— start Dataset records —

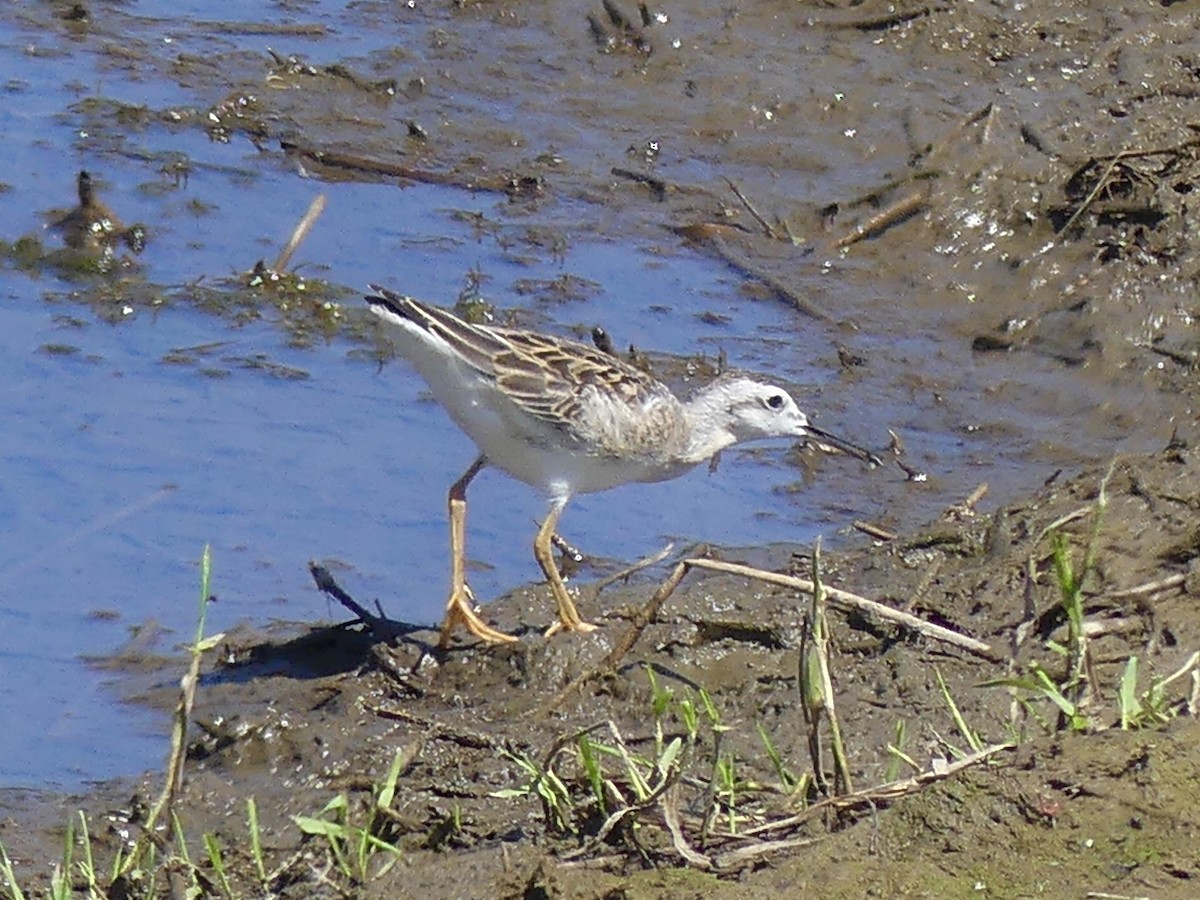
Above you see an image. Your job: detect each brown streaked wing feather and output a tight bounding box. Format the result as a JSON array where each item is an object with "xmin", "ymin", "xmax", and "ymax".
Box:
[
  {"xmin": 376, "ymin": 288, "xmax": 665, "ymax": 430},
  {"xmin": 496, "ymin": 329, "xmax": 664, "ymax": 428}
]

— end Dataset records —

## Given problem
Put every line of the material above into a Markdown table with the columns Row and Line, numbering the rows and skipping blank lines. Leave the picture out.

## Exercise solution
| Row | Line |
|---|---|
| 1 | Above you see an image. Your job: detect each brown streaked wing feather and output a tight bounding box. Format the result as a JSON array where each item is an object with "xmin", "ymin", "xmax", and "ymax". |
| 2 | Box: |
| 3 | [ |
| 4 |   {"xmin": 376, "ymin": 288, "xmax": 665, "ymax": 430}, |
| 5 |   {"xmin": 496, "ymin": 329, "xmax": 664, "ymax": 428} |
| 6 | ] |